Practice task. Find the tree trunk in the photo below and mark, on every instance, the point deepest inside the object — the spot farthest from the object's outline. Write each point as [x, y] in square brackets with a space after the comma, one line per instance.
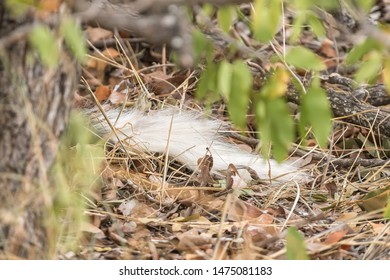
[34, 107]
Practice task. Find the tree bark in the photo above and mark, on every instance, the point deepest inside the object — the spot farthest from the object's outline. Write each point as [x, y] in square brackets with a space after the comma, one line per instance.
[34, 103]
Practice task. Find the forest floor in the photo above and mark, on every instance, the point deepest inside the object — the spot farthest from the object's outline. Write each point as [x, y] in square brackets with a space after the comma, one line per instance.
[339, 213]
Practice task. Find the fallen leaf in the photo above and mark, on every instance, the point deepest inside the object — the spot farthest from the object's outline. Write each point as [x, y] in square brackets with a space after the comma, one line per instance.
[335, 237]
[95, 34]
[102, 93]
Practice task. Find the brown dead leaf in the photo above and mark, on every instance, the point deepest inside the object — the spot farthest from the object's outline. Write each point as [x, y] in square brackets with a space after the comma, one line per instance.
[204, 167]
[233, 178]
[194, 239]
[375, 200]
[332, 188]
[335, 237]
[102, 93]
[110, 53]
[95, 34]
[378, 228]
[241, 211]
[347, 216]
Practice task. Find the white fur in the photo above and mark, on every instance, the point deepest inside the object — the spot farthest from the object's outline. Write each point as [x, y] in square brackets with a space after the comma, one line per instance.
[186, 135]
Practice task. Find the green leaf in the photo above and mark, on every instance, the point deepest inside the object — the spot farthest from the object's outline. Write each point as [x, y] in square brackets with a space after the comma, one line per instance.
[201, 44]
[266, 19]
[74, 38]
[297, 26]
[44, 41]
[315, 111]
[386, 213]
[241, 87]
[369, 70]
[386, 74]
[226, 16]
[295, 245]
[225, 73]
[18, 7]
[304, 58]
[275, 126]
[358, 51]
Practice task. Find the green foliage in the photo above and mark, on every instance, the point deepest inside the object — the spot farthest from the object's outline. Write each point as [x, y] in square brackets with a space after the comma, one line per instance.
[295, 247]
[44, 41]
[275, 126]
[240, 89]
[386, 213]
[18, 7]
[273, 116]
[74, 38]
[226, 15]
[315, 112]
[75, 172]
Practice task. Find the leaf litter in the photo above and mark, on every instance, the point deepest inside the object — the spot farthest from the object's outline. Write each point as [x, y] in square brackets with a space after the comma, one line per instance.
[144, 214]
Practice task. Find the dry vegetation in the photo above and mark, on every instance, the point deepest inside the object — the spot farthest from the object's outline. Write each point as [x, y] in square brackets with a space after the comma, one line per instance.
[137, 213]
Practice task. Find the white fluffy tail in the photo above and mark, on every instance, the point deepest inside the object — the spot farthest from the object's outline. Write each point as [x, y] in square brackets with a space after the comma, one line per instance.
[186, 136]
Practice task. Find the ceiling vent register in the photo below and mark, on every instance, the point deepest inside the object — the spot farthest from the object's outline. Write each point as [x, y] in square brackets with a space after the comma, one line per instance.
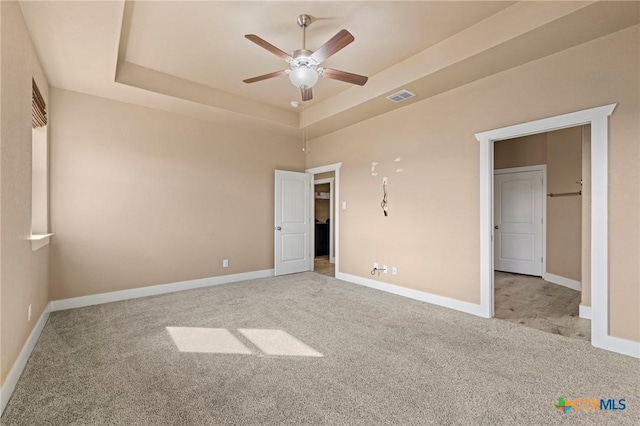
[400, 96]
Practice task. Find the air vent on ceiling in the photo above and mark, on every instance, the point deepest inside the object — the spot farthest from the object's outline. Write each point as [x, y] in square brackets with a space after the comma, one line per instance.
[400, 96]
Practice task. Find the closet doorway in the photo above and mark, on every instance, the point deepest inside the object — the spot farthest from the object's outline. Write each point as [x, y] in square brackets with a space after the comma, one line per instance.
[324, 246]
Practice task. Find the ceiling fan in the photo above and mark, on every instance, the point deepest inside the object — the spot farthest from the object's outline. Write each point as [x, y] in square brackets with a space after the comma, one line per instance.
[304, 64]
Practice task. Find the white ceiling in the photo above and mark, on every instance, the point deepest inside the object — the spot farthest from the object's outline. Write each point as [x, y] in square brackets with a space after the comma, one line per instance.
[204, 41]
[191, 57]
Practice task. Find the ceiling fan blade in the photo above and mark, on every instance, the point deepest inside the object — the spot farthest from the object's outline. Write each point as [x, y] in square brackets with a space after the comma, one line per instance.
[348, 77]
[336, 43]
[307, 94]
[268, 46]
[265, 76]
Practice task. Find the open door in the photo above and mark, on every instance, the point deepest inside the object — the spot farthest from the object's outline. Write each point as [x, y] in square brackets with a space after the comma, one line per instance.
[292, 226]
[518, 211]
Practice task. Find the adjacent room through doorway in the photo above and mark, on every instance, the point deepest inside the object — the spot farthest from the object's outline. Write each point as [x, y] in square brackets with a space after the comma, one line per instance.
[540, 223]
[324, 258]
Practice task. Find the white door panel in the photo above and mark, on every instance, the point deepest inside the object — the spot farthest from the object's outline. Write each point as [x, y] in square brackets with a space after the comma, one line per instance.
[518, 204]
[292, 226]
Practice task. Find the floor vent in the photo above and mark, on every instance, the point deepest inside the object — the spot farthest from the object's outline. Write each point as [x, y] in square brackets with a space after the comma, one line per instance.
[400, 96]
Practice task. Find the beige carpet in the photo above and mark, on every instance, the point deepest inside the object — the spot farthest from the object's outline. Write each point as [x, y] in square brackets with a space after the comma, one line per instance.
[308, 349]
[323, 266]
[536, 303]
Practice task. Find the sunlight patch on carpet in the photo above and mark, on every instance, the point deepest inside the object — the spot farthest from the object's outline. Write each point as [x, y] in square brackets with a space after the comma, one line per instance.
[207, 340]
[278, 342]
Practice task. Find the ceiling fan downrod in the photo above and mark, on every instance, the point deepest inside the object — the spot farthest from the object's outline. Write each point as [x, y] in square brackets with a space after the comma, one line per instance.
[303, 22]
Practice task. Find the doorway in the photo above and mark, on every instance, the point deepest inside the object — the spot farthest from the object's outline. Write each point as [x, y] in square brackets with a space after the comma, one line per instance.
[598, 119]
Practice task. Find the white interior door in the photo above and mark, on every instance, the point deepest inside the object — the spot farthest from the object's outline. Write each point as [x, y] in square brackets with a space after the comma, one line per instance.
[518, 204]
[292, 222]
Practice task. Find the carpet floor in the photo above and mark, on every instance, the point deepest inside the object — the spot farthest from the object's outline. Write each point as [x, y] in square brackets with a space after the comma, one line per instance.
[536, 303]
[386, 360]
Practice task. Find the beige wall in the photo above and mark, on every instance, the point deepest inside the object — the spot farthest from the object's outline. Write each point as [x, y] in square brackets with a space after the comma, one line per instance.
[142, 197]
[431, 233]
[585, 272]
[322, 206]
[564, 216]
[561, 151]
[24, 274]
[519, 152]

--

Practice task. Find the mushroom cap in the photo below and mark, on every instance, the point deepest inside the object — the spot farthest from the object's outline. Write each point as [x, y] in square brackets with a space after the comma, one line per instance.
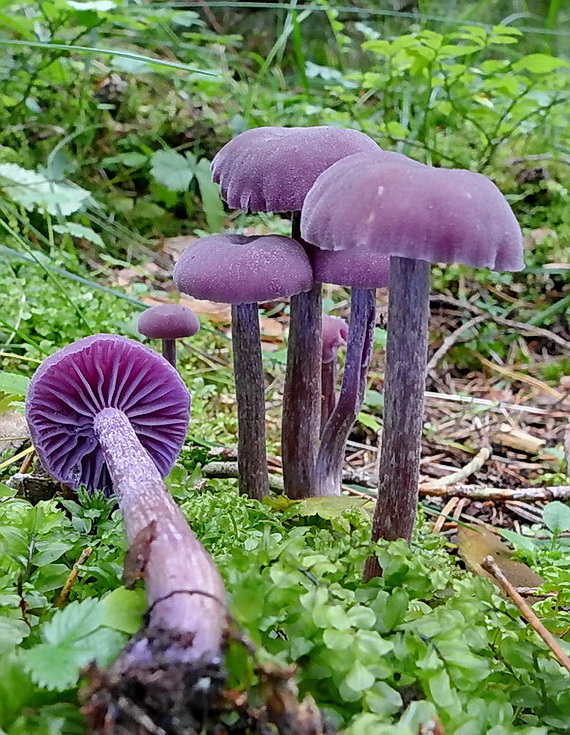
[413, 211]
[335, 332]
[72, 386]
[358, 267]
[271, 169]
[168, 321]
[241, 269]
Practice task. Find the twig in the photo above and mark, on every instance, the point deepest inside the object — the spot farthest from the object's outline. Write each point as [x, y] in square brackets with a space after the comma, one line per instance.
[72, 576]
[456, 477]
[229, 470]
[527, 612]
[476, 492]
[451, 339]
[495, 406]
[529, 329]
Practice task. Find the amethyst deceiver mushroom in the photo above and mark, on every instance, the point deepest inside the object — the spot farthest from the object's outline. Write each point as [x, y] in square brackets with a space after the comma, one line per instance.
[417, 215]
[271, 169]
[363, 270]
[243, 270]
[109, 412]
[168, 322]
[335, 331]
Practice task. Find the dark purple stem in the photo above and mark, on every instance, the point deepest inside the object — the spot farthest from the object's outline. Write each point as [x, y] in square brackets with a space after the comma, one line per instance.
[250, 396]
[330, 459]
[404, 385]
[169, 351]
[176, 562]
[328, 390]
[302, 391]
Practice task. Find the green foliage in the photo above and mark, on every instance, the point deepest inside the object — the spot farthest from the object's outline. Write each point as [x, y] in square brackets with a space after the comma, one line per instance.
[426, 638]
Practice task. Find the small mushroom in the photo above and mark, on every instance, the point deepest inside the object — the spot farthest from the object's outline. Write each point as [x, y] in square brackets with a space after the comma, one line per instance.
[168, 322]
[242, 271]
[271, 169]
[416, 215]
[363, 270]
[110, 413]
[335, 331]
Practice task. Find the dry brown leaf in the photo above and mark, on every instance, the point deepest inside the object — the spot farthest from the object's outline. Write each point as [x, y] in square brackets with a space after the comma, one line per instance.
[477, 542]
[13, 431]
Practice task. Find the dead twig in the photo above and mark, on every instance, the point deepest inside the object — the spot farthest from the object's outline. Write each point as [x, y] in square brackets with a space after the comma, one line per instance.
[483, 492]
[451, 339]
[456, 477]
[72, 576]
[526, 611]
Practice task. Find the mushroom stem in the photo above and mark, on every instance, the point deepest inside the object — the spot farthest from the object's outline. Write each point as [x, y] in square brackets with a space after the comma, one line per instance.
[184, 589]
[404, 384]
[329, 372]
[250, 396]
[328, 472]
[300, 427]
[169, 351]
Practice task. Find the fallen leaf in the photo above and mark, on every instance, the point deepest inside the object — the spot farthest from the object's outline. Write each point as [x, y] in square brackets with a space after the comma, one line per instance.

* * *

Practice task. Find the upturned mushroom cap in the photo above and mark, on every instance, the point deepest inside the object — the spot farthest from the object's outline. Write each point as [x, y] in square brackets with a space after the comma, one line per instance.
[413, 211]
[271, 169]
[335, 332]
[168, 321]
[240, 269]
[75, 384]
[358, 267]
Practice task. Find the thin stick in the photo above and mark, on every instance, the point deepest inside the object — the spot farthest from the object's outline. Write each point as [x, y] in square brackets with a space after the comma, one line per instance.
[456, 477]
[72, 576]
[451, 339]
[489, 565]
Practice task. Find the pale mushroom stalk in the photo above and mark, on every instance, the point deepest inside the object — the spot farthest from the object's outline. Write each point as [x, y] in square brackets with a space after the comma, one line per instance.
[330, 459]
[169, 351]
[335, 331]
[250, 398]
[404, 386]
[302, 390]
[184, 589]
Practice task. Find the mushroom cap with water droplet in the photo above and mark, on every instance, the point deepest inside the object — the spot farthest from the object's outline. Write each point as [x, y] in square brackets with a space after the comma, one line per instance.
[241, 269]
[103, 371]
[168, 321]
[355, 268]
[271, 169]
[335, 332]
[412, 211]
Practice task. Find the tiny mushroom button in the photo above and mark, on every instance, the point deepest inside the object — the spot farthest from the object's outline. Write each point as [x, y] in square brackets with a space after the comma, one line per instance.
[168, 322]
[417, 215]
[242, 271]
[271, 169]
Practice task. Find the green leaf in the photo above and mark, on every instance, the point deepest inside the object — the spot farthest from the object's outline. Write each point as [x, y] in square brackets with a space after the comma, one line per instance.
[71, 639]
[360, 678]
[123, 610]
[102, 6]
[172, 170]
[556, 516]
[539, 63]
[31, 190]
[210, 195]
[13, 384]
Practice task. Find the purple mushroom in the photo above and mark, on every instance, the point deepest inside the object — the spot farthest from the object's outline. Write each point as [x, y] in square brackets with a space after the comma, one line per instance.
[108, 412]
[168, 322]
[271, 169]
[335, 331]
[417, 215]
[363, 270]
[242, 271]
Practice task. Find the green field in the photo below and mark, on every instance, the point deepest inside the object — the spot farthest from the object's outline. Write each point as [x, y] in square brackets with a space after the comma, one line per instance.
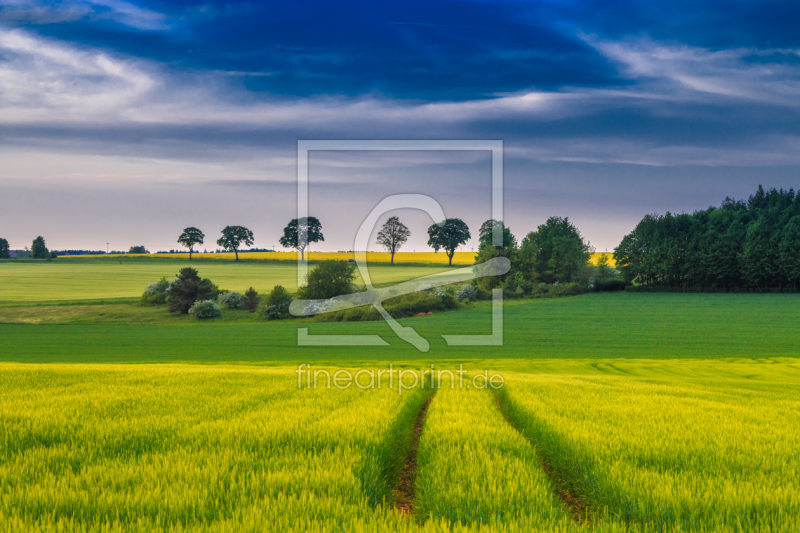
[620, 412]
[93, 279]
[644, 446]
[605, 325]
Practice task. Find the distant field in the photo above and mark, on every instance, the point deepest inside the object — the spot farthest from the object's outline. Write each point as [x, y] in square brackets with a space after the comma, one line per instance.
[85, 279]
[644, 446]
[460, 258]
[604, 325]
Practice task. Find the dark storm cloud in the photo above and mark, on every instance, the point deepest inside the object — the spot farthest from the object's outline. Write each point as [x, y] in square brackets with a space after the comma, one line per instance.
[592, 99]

WHAT IS EXPECTED
Locate every line of the material that contains the string "field" and copy each one out. Matching is case-sensitive.

WRITTEN REPLY
Practice task. Find the green field in the photo below and mark, on every instance, the point deepest inside the object — the spot farthest from the object's outline. Write each point as [x, y] in square brackets with a space after the comma, one line per instance.
Practice task. Find the distant field in the photo above and mark, on every instance, the point deepest inside the object — the spot farthest from the object's outline. Write each point as [x, y] in square brackets with a space after the comma, one line per instance.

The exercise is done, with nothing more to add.